Nothing should be left out: output all of the entries exactly.

_Items from a dataset_:
= = =

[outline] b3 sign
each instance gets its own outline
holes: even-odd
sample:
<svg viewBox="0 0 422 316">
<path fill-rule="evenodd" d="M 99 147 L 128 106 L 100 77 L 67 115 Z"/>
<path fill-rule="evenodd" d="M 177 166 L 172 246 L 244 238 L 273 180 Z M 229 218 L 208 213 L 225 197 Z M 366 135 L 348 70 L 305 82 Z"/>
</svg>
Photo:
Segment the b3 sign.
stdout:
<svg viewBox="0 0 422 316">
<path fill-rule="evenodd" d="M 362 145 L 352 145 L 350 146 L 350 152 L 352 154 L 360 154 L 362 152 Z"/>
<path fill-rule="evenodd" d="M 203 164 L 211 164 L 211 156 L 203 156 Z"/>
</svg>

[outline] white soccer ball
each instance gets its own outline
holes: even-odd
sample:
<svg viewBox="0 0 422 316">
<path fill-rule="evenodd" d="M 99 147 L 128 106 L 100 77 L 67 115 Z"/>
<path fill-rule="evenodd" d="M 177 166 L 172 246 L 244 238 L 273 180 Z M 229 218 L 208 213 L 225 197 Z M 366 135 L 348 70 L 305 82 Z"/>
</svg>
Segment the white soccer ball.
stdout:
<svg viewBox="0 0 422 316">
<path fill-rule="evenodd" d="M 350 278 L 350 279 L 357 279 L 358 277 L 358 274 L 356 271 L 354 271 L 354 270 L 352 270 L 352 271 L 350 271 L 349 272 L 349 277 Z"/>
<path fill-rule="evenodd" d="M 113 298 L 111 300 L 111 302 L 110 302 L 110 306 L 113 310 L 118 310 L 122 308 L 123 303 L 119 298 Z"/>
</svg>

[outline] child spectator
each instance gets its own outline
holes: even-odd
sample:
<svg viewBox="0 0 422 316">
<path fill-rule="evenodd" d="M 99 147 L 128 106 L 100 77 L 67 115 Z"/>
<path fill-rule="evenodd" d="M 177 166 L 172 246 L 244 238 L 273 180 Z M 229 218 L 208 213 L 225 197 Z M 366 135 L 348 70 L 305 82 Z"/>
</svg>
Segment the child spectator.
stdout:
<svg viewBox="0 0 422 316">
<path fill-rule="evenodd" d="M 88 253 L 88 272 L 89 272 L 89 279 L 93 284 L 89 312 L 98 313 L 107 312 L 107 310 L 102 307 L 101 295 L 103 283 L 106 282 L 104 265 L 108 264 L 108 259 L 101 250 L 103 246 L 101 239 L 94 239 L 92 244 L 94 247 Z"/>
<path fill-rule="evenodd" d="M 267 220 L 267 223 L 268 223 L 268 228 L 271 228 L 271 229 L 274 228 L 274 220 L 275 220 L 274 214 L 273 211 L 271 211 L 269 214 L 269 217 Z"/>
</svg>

= = =

_Task response_:
[outline] b3 sign
each instance gets its own outline
holes: even-odd
sample:
<svg viewBox="0 0 422 316">
<path fill-rule="evenodd" d="M 99 147 L 128 106 L 100 77 L 67 115 Z"/>
<path fill-rule="evenodd" d="M 177 166 L 172 246 L 244 238 L 273 180 Z M 229 218 L 208 213 L 225 197 Z M 366 135 L 348 70 L 305 82 Z"/>
</svg>
Photo:
Segment the b3 sign.
stdout:
<svg viewBox="0 0 422 316">
<path fill-rule="evenodd" d="M 362 145 L 352 145 L 350 146 L 350 152 L 352 154 L 360 154 L 362 152 Z"/>
<path fill-rule="evenodd" d="M 203 164 L 211 164 L 211 156 L 203 156 Z"/>
</svg>

[outline] white soccer ball
each instance gets its own outline
holes: even-odd
sample:
<svg viewBox="0 0 422 316">
<path fill-rule="evenodd" d="M 99 147 L 128 106 L 100 77 L 67 115 Z"/>
<path fill-rule="evenodd" d="M 177 166 L 172 246 L 244 238 L 273 180 Z M 229 218 L 208 213 L 225 197 Z M 366 135 L 348 70 L 305 82 Z"/>
</svg>
Segment the white soccer ball.
stdout:
<svg viewBox="0 0 422 316">
<path fill-rule="evenodd" d="M 350 278 L 350 279 L 357 279 L 358 277 L 358 274 L 356 271 L 354 271 L 354 270 L 352 270 L 352 271 L 350 271 L 349 272 L 349 277 Z"/>
<path fill-rule="evenodd" d="M 113 298 L 111 300 L 111 302 L 110 302 L 110 306 L 113 310 L 118 310 L 122 308 L 123 303 L 119 298 Z"/>
</svg>

[outline] child spectator
each instance gets its own outline
holes: even-odd
sample:
<svg viewBox="0 0 422 316">
<path fill-rule="evenodd" d="M 99 147 L 128 106 L 100 77 L 67 115 Z"/>
<path fill-rule="evenodd" d="M 177 166 L 172 246 L 244 238 L 273 180 Z M 229 218 L 208 213 L 225 197 Z M 366 135 L 348 70 L 305 82 Z"/>
</svg>
Segment the child spectator.
stdout:
<svg viewBox="0 0 422 316">
<path fill-rule="evenodd" d="M 88 253 L 88 272 L 89 272 L 89 279 L 93 284 L 89 312 L 98 313 L 107 312 L 107 310 L 102 307 L 101 295 L 103 283 L 106 282 L 104 265 L 108 264 L 108 259 L 101 250 L 103 246 L 101 239 L 94 239 L 92 244 L 94 247 Z"/>
<path fill-rule="evenodd" d="M 267 220 L 267 223 L 268 223 L 268 228 L 271 228 L 271 229 L 274 228 L 274 220 L 275 220 L 274 214 L 273 211 L 271 211 L 269 214 L 269 217 Z"/>
</svg>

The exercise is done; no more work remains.